*** Reading passage ***

The burning cynics among us will expect Battlefield Hardline to be a cold franchise-milking exercise in futility; one that exists solely to keep the cogs of a money-making machine spinning (see: Assassin’s Creed franchise). As it happens, Battlefield Hardline is all of that, but does it with eager gusto, fervour and infectious delirium.
Trading the celebrated scars of governmentally sanctioned murder with a melodramatic crime drama series, NYPD Battlefield’s single-player campaign bears little resemblance to any other Battlefield title in anything but slick FPS mechanics. The episodic, cliche-ridden tale of police corruption has more nods to 80s and 90s buddy-cop movies than the grim, war-torn realism Battlefield is used to. That doesn’t stop it being a refreshing, explosive and frantic good time as you slide over car bonnets, race down highways and indulge in well-oiled and impressive shoot-outs as an absolute fucking maverick of a police officer before being yelled at by your enraged chief for your screwball antics out there on the street.
Like all Battlefield campaigns, it’s played out in a fairly linear fashion, but lets go of your hand long enough to widen the scope of freedom as you go about punching crime in the face. Thankfully, crime is pretty willing to be punched. A mechanic that allows you to flash your badge at crims and administer non-lethal takedowns is useful, but entirely unbelievable as you point your gun at up to three bad guys at once, who’ll all kindly stand with their arms aloft and then, get this, fall the fuck asleep after you’ve handcuffed them.

*** End of Reading passage ***

Problem details - Rewrite the passage on Battlefield Hardline, starting with "The burning cynics" and going on through "and infectious delirium.", putting "gears" in place of "cogs".

*** Records shown ***

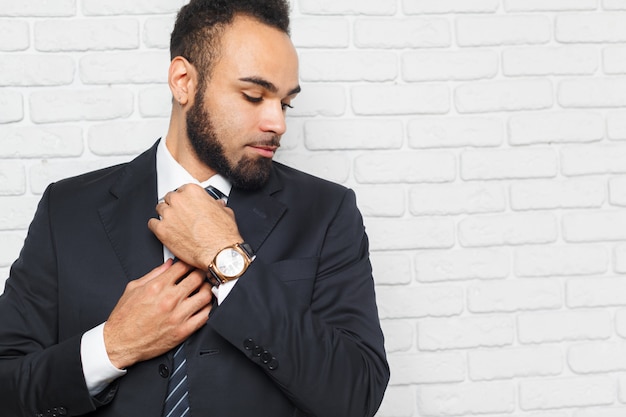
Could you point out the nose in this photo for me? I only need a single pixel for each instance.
(273, 119)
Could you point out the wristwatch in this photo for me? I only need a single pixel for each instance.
(230, 263)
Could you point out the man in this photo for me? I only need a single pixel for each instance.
(268, 308)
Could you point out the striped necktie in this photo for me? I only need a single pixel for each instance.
(177, 401)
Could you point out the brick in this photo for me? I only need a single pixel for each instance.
(514, 295)
(596, 292)
(563, 325)
(449, 65)
(502, 30)
(41, 141)
(548, 5)
(124, 68)
(566, 392)
(457, 333)
(348, 7)
(17, 212)
(597, 357)
(508, 164)
(36, 70)
(427, 368)
(14, 35)
(44, 173)
(320, 32)
(586, 160)
(552, 194)
(453, 132)
(548, 261)
(39, 8)
(124, 138)
(86, 34)
(402, 33)
(515, 362)
(594, 226)
(614, 4)
(600, 412)
(507, 229)
(456, 199)
(449, 6)
(613, 60)
(410, 302)
(590, 27)
(120, 7)
(11, 106)
(616, 125)
(399, 335)
(331, 166)
(12, 178)
(155, 101)
(399, 401)
(466, 399)
(320, 100)
(400, 99)
(568, 60)
(10, 246)
(348, 66)
(156, 32)
(500, 95)
(556, 127)
(619, 258)
(71, 105)
(408, 167)
(391, 268)
(392, 203)
(462, 264)
(418, 233)
(353, 134)
(617, 191)
(591, 93)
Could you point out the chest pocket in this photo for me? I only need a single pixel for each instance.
(298, 275)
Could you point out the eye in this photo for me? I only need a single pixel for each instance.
(252, 99)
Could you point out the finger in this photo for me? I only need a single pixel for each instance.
(155, 272)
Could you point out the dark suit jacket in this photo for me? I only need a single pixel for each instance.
(298, 335)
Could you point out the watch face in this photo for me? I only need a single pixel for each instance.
(230, 262)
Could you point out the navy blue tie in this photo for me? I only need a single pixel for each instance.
(177, 401)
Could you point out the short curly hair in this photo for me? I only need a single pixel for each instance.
(199, 24)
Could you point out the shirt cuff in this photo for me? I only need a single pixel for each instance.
(222, 291)
(97, 367)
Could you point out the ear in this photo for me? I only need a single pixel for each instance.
(182, 80)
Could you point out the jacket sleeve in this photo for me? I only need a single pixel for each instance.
(326, 354)
(39, 374)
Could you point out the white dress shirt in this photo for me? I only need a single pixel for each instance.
(97, 368)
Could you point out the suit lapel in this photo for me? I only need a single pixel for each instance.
(257, 212)
(125, 218)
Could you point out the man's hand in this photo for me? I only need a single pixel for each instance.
(156, 313)
(194, 226)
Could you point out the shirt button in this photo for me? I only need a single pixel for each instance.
(164, 371)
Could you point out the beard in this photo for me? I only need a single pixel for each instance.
(247, 173)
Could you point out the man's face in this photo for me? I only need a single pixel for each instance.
(238, 116)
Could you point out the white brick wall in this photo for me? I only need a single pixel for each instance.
(485, 140)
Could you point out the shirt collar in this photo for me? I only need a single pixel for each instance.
(171, 175)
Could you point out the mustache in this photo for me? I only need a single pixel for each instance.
(273, 142)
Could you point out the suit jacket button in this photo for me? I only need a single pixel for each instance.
(273, 365)
(266, 357)
(249, 344)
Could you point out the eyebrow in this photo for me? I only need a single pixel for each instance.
(268, 85)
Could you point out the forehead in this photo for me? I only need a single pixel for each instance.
(250, 48)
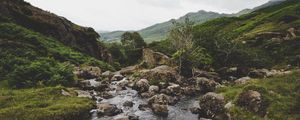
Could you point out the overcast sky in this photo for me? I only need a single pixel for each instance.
(112, 15)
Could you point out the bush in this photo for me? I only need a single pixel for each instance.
(44, 72)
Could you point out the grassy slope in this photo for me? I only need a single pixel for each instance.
(42, 104)
(278, 18)
(282, 93)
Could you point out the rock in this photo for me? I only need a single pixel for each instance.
(153, 89)
(166, 73)
(152, 58)
(228, 106)
(147, 94)
(142, 85)
(65, 93)
(130, 117)
(205, 85)
(251, 100)
(161, 110)
(87, 72)
(212, 104)
(161, 99)
(128, 104)
(143, 107)
(107, 74)
(81, 93)
(195, 110)
(210, 75)
(242, 80)
(85, 85)
(108, 109)
(174, 89)
(190, 90)
(117, 77)
(259, 73)
(123, 83)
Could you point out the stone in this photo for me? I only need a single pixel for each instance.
(153, 89)
(142, 85)
(195, 110)
(128, 104)
(242, 80)
(212, 104)
(108, 109)
(161, 110)
(143, 107)
(159, 99)
(205, 85)
(81, 93)
(251, 100)
(87, 72)
(65, 93)
(174, 89)
(152, 58)
(117, 77)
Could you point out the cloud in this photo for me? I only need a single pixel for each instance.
(162, 3)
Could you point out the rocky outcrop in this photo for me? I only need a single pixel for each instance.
(251, 100)
(142, 85)
(83, 39)
(212, 104)
(153, 59)
(87, 72)
(165, 73)
(108, 109)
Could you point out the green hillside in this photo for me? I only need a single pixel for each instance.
(159, 31)
(263, 38)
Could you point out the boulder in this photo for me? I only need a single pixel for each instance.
(251, 100)
(142, 85)
(87, 72)
(123, 83)
(259, 73)
(128, 104)
(174, 89)
(165, 73)
(159, 99)
(195, 110)
(242, 80)
(212, 104)
(205, 85)
(152, 58)
(117, 77)
(81, 93)
(161, 110)
(108, 109)
(143, 107)
(153, 89)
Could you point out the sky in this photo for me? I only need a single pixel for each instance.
(111, 15)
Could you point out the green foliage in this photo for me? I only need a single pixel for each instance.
(29, 59)
(133, 39)
(42, 104)
(239, 41)
(41, 73)
(280, 97)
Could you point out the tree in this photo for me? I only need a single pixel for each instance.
(188, 55)
(133, 39)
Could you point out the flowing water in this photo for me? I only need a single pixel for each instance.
(180, 111)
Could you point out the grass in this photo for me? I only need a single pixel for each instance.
(42, 104)
(281, 93)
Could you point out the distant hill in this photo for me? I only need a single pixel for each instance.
(159, 31)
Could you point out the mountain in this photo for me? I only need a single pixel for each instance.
(159, 31)
(269, 36)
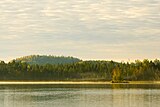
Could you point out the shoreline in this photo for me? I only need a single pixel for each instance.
(73, 82)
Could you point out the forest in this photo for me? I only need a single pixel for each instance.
(19, 70)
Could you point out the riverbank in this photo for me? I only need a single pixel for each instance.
(74, 82)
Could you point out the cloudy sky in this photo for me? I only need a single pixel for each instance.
(88, 29)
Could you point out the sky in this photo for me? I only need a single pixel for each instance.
(120, 30)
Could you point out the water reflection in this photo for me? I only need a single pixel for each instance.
(117, 95)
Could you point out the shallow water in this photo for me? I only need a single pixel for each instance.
(115, 95)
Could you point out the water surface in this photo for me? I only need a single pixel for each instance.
(116, 95)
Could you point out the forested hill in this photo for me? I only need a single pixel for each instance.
(43, 59)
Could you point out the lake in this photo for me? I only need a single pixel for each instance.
(63, 95)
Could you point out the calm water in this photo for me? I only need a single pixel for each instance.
(79, 95)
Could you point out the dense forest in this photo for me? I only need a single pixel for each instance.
(80, 70)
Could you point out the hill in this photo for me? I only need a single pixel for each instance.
(43, 59)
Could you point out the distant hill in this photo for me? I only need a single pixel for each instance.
(43, 59)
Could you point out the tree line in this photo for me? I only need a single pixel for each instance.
(83, 70)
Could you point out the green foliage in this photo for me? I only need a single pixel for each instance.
(80, 70)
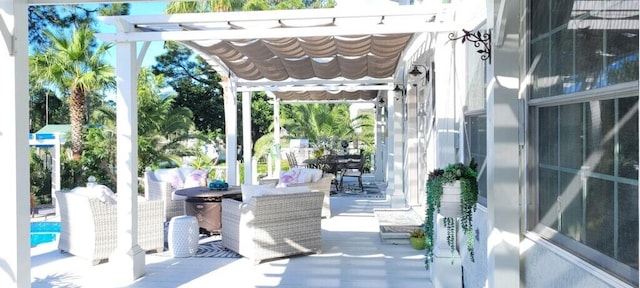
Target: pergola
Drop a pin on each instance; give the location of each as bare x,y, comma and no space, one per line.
312,55
318,55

*** End of Records shown ***

Answer box -
The burning cynics among us will expect Battlefield Hardline to be a cold franchise-milking exercise in futility; one that exists solely to keep the gears of a money-making machine spinning (see: Assassin’s Creed franchise). As it happens, Battlefield Hardline is all of that, but does it with eager gusto, fervour and infectious delirium.